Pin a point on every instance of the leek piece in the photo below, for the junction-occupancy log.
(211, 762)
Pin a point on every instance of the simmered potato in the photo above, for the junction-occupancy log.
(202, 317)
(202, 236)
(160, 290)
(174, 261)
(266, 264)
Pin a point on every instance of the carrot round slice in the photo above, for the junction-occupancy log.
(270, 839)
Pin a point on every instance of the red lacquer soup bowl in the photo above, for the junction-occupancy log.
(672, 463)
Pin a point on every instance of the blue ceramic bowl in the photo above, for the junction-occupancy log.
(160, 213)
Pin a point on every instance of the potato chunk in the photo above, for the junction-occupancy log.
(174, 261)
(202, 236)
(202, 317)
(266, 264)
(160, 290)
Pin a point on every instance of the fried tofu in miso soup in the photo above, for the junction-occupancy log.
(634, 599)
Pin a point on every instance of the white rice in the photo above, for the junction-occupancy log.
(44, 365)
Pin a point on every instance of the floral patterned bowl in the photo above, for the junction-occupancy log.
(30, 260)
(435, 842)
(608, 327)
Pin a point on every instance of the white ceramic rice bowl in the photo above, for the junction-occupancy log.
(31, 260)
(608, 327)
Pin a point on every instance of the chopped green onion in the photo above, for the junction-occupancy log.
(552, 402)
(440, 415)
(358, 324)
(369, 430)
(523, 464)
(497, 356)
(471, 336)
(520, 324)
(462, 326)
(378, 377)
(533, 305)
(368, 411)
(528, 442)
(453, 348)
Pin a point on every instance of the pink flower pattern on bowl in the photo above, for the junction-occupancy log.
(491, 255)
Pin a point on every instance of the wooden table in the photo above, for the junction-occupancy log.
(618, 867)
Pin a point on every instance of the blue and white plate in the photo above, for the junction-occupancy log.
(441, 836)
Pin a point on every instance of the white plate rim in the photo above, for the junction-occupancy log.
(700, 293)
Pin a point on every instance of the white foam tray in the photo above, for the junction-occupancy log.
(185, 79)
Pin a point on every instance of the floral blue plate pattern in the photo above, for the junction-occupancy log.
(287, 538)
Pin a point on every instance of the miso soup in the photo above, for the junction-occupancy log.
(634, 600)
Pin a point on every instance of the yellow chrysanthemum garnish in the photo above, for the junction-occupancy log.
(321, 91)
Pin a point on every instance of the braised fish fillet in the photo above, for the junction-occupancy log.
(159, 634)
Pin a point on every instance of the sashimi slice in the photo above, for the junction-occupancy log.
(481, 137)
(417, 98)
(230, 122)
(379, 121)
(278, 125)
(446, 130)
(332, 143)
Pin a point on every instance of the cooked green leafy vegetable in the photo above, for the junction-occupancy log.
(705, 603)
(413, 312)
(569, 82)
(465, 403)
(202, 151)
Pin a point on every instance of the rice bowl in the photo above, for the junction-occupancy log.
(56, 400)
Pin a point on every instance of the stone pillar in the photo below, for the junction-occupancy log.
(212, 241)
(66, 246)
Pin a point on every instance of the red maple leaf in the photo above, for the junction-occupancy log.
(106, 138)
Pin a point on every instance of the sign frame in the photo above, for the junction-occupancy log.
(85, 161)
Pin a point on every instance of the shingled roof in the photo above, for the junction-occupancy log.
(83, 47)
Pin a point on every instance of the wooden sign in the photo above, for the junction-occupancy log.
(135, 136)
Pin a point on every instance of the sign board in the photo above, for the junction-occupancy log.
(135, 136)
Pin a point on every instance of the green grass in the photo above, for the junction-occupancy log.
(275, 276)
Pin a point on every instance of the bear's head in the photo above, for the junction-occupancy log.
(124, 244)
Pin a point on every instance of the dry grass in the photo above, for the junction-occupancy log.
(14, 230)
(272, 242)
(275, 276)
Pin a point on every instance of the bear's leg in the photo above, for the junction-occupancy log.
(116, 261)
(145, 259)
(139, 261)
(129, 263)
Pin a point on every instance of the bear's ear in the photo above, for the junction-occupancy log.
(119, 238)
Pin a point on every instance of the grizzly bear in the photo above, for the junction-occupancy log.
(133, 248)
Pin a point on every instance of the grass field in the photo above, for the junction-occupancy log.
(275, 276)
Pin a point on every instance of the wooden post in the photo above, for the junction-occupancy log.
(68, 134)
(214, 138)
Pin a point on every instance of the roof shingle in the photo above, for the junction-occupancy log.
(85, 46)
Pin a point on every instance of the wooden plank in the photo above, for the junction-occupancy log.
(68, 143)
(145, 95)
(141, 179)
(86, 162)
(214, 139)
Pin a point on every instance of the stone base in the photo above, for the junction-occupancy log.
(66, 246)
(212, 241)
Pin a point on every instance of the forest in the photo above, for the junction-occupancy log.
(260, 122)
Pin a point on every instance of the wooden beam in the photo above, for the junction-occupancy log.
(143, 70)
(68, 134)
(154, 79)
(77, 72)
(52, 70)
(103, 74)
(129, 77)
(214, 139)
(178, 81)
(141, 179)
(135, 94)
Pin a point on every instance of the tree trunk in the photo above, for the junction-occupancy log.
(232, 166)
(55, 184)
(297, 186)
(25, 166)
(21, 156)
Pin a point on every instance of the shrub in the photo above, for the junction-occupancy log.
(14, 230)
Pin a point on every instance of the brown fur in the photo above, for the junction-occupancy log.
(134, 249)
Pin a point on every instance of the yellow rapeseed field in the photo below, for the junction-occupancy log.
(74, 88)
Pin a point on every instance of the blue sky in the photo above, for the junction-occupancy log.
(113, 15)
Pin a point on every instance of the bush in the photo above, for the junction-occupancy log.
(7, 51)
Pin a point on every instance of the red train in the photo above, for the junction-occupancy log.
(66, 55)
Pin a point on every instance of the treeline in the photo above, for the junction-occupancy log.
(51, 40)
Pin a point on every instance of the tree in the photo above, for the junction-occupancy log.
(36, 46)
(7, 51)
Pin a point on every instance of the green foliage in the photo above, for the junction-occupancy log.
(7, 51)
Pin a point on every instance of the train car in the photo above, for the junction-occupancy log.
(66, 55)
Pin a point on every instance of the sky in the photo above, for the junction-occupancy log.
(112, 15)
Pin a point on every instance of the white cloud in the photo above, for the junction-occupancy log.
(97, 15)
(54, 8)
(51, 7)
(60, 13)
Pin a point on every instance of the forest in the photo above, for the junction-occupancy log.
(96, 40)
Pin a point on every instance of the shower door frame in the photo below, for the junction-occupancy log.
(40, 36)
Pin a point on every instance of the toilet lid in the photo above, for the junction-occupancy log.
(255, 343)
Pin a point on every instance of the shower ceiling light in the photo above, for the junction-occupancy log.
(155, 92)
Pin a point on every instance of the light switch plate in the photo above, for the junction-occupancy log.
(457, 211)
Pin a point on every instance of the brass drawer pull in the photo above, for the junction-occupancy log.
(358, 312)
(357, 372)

□ □ □ □ □

Write the data back out verbatim.

Pin a point on every instance of the leek piece in the photo below, for the junction-occupancy log.
(211, 762)
Pin a point on every instance of the simmered potato in the photo above, for the junction-occupancy log.
(202, 317)
(202, 236)
(160, 290)
(174, 261)
(266, 264)
Pin a point on every instance of the carrot round slice in the photo above, for the junction-occupancy log.
(270, 839)
Pin a point on every instance of the red lacquer soup bowl in the photo above, for the junction-occupancy log.
(672, 463)
Pin a point on every instance of the blue ceramic bowl in the photo above, for the junction-occupancy log.
(160, 213)
Pin a point on every instance of the potato chunk in the photo above, for the junction-occupancy log.
(174, 261)
(202, 236)
(202, 317)
(266, 264)
(160, 290)
Pin a point on every instance of the fried tofu in miso soup in the photo above, for the junction-occupancy log.
(634, 599)
Pin a point on every instance of the white rice in the photo above, for the junction-occupancy log.
(44, 365)
Pin a point on every instance of the floral patterned bowl in the photo above, for the junction-occupancy log.
(30, 260)
(435, 842)
(608, 327)
Pin a point on every instance of the white ceramic rice bowl in the photo above, for the junction-occupancy log.
(31, 260)
(608, 327)
Pin a point on every instance of the chopped green onion in the photo above, for the junction-occupancy log.
(552, 402)
(440, 415)
(358, 324)
(369, 430)
(523, 464)
(497, 356)
(471, 336)
(520, 324)
(462, 326)
(378, 377)
(533, 305)
(368, 411)
(528, 442)
(453, 348)
Pin a point on every instance of the pink flower pattern on bowl in the photo above, for the junction-occupancy log.
(491, 255)
Pin a point on every instance of the wooden table in the photo above, for the junction-occupancy log.
(618, 867)
Pin a point on every instance of the blue and white plate in the photo above, for the junction-occupancy log.
(441, 836)
Pin a point on every instance of the white plate rim in the photo above, for the junction-occupancy log.
(700, 293)
Pin a point on every instance of the white foam tray in the photo above, for the junction-occupancy log.
(185, 79)
Pin a point on every instance of the floral blue plate pattern in the photo above, for the junction-occupancy log.
(287, 538)
Pin a point on every instance of the miso soup in the photo above, for the junction-occupancy log.
(634, 600)
Pin a point on every instance of the yellow chrysanthemum garnish in the photo above, for the junction-occupancy log.
(321, 91)
Pin a point on every instance of the braised fish fillet in the photo above, for the junction-occupancy log.
(159, 634)
Pin a point on every instance of the sashimi slice in the photo above, for the junction-occupancy log.
(481, 137)
(417, 98)
(230, 122)
(379, 121)
(278, 125)
(446, 130)
(332, 143)
Pin a point on every instance of the cooked green leafy vegetable in the photo above, for the junction-occupancy log.
(705, 603)
(413, 312)
(569, 82)
(465, 403)
(202, 151)
Pin a point on every instance of the rice bowl in the photo above, for the junction-occupancy log.
(56, 400)
Pin a point on every instance of the stone pillar in the photo below, for the junction-occupancy log.
(212, 241)
(66, 246)
Pin a point on every instance of the red maple leaf in the photo above, for the junction-occupancy log.
(106, 138)
Pin a point on every instance of the sign frame in the photo above, for the junction-occupancy log.
(85, 161)
Pin a point on every instance of the shingled roof in the photo above, for the junction-occupancy log.
(83, 47)
Pin a point on every instance of the wooden sign in the photo above, for the junction-occupancy log.
(135, 136)
Pin a point on every instance of the sign board in the photo above, for the junction-occupancy log.
(135, 136)
Pin a point on every instance of the green grass in the photo above, for the junction-occupancy log.
(275, 276)
Pin a point on every instance of the bear's head in the photo above, for the junction-occupancy log.
(124, 244)
Pin a point on every instance of the dry grass in the photo above, for the junction-occupancy log.
(14, 230)
(272, 242)
(275, 276)
Pin a point on every instance of the bear's leg in the photo above, for the junction-occupancy log.
(116, 261)
(145, 259)
(139, 261)
(129, 263)
Pin a point on every instance of the bear's ear in the photo above, for the junction-occupancy log.
(119, 238)
Pin a point on every instance of the grizzly bear in the photo above, for the junction-occupancy log.
(133, 248)
Pin a point on every instance of the grass field in the photo above, for the junction-occupancy log.
(275, 276)
Pin a point on every instance of the wooden post in the photo above, for the junction-occupancy log.
(68, 134)
(214, 138)
Pin a point on every instance of the roof shingle in the photo above, for the junction-occupancy log.
(85, 46)
Pin a point on every instance of the wooden plank in the photo above, for the junction-occupancy log.
(68, 143)
(145, 95)
(141, 179)
(86, 162)
(214, 139)
Pin a point on every instance of the stone base in the photo above, for the junction-occupancy log.
(66, 246)
(212, 241)
Pin a point on every instance of the forest in the photo above, for the junction-occupancy log.
(260, 122)
Pin a point on every instance of the wooden beam in the photo above, for the junction-occupancy log.
(143, 70)
(68, 134)
(154, 79)
(77, 72)
(52, 70)
(103, 74)
(129, 77)
(214, 139)
(178, 81)
(141, 179)
(135, 94)
Pin a point on every instance of the tree trunk in the photo above, for the junction-occupancy log.
(232, 166)
(55, 184)
(297, 186)
(25, 166)
(21, 156)
Pin a point on every instance of the shrub in the photo above, for the junction-occupancy log.
(14, 230)
Pin a point on every instance of the brown fur in the photo above, for the junction-occupancy log.
(134, 249)
Pin a point on every instance of the yellow rapeseed field in the photo below, for the junction-occupancy log.
(74, 88)
Pin a point on every instance of the blue sky in the photo above, for the junction-occupancy log.
(113, 15)
Pin a point on every instance of the bush in the photo above, for the junction-occupancy log.
(7, 51)
Pin a point on every instance of the red train in the photo above, for the junction-occupancy log.
(66, 55)
Pin a point on every instance of the treeline in the photo above, for the junction-occupancy log.
(51, 40)
Pin a point on every instance of the tree in the photo above, for the junction-occupancy log.
(36, 46)
(7, 51)
Pin a point on every instance of the green foliage in the photo above, for the junction-occupancy log.
(7, 51)
Pin a point on every instance of the train car in the photo above, for the junction-occupancy log.
(66, 55)
Pin a point on every instance of the sky in the photo above, for the junction-occupancy log.
(112, 15)
Pin a point on every instance of the white cloud in the photo above, for the junction-occupancy log.
(97, 15)
(54, 8)
(51, 7)
(60, 13)
Pin a point on every instance of the forest in the photo above, for the junction-occupancy log.
(96, 40)
Pin a point on every instance of the shower door frame in the photo below, for the junction-occupancy log.
(40, 36)
Pin a point on every instance of the toilet lid in the photo above, for the junction-occupancy log.
(255, 343)
Pin a point on every instance of the shower ceiling light in the photo above, for the junction-occupancy log.
(155, 92)
Pin a point on every instance of the light switch plate in the photo above, for the junction-occupancy log.
(457, 211)
Pin a point on every instance of the brass drawer pull in the photo above, for the junction-occupancy log.
(358, 312)
(357, 372)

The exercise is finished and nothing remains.